Maintenant, quand je me rappelle ce temps, mon humeur d’alors et le caractère de ces gens, — du reste il y en a des millions qui leur ressemblent aujourd’hui, — je les plains, j’ai honte et j’ai envie de rire à la fois ; j’éprouve ce sentiment qui s’empare de nous dans la maison des fous.

Nous étions tous convaincus alors qu’il nous fallait parler et parler sans cesse, écrire, imprimer aussi vite que possible et autant que possible ; que tout cela était nécessaire pour le bien-être de l’humanité.

Et des milliers d’entre nous, tout en se grondant et se chicanant, imprimaient, écrivaient et prétendaient instruire les autres. Et, ne remarquant pas que nous ne savions rien, qu’à la question de la vie la plus simple : Qu’est-ce qui est bon et qu’est-ce qui est mauvais ? nous ne savions que répondre, nous parlions tous ensemble, n’écoutant rien ni personne, quelquefois admirant et louant l’un ou l’autre, à la condition d’en être loué et admiré aussi ; d’autres fois nous irritant l’un contre l’autre tout à fait comme des fous dans un asile.

Des milliers d’ouvriers travaillaient nuit et jour, et de toutes leurs forces, composaient, imprimaient des milliers de mots que la poste répandait dans toute la Russie ; et puis nous enseignions plus longuement encore sans trouver le temps d’enseigner tout, et nous nous fâchions toujours de ce qu’on ne nous écoutait pas assez.

Ce n’est que maintenant que je comprends ce temps bien étrange.

Notre désir le plus vrai et le plus intime était de recevoir le plus d’argent et de louanges possible.

Pour atteindre ce but, nous ne pouvions rien qu’écrire des livres et des journaux.

- [CONSIGNE]:
Recopiez fidèlement, dans le texte fourni, tout ce qui va de « Et des milliers » jusqu'à « écoutait pas assez. ». La liste qui suit n'a aucun rôle dans ce travail.

Entrées enregistrées:
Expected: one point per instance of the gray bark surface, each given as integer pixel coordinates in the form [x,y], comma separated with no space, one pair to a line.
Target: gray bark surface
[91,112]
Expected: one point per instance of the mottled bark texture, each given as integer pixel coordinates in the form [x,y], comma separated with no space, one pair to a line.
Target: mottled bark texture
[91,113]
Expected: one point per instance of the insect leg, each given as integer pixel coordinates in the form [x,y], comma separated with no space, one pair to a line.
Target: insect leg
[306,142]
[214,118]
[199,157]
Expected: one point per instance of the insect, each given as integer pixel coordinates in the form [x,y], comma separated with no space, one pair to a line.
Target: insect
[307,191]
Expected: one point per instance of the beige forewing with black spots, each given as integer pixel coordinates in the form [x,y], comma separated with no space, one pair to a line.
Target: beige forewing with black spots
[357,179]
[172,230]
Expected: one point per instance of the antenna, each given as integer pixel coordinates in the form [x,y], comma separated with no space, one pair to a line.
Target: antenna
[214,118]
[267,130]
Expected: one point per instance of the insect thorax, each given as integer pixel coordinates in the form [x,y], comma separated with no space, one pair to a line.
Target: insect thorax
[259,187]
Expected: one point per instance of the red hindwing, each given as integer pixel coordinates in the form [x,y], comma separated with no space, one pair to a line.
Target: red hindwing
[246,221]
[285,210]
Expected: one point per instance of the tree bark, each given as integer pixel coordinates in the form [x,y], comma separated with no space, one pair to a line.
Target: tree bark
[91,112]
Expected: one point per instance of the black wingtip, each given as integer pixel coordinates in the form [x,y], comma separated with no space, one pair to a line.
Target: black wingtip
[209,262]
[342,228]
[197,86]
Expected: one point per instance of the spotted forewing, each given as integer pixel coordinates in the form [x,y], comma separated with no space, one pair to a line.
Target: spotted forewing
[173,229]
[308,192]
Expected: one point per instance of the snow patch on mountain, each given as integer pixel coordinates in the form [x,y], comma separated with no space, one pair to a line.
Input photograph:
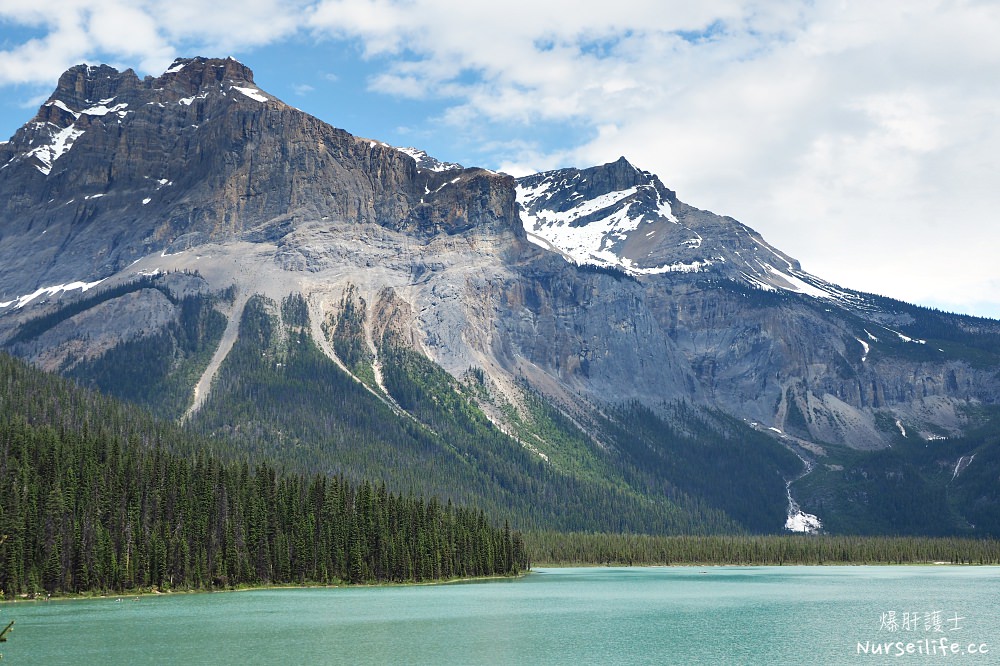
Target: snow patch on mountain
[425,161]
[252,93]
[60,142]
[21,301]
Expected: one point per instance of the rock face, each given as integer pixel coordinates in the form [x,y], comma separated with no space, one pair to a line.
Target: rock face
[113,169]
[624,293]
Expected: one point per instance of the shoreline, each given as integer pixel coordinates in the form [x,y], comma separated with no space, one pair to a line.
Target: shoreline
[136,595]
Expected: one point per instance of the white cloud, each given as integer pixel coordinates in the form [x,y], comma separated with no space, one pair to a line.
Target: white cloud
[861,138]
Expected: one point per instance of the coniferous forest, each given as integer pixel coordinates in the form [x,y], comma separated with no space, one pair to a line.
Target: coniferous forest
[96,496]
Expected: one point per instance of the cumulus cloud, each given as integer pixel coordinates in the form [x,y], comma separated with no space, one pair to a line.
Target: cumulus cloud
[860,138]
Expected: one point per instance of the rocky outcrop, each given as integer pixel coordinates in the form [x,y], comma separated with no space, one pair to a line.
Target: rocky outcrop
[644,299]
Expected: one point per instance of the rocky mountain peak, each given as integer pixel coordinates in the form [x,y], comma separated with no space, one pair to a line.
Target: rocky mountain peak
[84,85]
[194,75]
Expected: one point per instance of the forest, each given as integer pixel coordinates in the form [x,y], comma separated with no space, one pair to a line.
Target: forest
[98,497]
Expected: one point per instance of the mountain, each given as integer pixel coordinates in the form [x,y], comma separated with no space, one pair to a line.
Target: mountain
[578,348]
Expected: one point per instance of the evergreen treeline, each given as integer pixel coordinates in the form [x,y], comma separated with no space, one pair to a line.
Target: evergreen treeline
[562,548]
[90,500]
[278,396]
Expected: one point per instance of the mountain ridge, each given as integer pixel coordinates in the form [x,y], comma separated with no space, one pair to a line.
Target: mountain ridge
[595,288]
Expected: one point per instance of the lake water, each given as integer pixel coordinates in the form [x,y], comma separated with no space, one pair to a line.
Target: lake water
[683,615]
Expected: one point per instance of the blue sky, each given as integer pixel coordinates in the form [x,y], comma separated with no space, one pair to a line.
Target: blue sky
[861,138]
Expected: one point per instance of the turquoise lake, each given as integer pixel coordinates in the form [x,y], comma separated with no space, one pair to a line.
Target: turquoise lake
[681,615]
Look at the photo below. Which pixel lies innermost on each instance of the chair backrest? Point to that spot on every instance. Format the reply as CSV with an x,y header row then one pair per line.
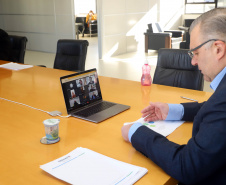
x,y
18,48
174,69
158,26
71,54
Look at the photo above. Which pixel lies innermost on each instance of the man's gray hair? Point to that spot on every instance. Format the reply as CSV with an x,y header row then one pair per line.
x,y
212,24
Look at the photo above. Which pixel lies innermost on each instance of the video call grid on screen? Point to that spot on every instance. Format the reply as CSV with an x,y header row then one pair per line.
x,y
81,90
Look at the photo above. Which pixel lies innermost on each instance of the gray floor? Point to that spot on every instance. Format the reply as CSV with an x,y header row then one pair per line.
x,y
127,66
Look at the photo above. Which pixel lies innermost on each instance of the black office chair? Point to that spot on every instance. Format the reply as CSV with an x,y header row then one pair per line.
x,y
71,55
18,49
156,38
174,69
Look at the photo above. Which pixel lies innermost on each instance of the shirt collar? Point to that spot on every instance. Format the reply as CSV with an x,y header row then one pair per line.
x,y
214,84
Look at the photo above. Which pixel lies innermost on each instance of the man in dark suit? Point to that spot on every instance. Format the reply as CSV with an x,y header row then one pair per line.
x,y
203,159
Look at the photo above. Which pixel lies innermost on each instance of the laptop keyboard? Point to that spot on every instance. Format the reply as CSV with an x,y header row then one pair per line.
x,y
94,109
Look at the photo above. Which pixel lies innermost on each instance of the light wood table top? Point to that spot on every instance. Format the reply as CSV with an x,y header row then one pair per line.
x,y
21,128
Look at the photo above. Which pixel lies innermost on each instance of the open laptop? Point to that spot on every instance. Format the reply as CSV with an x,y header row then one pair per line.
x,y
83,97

--

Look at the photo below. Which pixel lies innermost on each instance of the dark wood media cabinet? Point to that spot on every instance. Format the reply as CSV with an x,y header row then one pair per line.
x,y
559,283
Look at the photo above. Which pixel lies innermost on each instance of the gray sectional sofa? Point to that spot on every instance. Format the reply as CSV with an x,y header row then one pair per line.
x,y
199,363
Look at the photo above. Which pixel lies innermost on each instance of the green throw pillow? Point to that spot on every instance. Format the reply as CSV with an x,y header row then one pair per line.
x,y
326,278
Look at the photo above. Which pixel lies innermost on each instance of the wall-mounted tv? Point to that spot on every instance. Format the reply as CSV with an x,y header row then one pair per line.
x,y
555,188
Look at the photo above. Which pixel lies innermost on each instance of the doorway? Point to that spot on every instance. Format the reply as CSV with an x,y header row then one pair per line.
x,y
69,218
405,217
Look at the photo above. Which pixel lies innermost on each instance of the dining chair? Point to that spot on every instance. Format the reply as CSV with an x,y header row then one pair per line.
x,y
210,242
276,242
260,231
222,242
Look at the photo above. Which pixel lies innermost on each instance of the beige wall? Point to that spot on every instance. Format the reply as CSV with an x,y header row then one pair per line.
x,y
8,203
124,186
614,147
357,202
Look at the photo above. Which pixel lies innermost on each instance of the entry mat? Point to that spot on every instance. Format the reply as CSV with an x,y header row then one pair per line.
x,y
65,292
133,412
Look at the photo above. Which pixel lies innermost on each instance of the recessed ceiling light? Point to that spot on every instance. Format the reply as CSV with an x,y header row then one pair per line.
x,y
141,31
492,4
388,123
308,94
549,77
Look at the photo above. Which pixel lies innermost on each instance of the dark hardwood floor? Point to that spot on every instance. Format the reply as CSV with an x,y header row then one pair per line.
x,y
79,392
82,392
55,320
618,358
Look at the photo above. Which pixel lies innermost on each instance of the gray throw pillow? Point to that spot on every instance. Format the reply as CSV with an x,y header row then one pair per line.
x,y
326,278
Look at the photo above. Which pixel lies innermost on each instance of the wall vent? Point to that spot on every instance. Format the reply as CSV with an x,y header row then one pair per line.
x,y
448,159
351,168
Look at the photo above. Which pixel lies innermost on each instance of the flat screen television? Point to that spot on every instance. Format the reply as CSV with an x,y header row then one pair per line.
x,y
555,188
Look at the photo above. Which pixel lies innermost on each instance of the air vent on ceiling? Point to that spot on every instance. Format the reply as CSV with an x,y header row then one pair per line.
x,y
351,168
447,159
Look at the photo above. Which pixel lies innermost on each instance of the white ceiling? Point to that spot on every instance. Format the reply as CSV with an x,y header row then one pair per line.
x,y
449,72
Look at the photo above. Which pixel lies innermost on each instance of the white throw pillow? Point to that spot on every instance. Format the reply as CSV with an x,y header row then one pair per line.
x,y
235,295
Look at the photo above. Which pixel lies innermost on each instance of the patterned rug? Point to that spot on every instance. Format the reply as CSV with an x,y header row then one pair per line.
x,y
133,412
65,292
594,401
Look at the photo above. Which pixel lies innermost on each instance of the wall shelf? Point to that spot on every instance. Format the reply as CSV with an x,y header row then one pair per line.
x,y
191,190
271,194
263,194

- [RÉSULTAT OBTENU]:
Et des milliers d’entre nous, tout en se grondant et se chicanant, imprimaient, écrivaient et prétendaient instruire les autres. Et, ne remarquant pas que nous ne savions rien, qu’à la question de la vie la plus simple : Qu’est-ce qui est bon et qu’est-ce qui est mauvais ? nous ne savions que répondre, nous parlions tous ensemble, n’écoutant rien ni personne, quelquefois admirant et louant l’un ou l’autre, à la condition d’en être loué et admiré aussi ; d’autres fois nous irritant l’un contre l’autre tout à fait comme des fous dans un asile.

Des milliers d’ouvriers travaillaient nuit et jour, et de toutes leurs forces, composaient, imprimaient des milliers de mots que la poste répandait dans toute la Russie ; et puis nous enseignions plus longuement encore sans trouver le temps d’enseigner tout, et nous nous fâchions toujours de ce qu’on ne nous écoutait pas assez.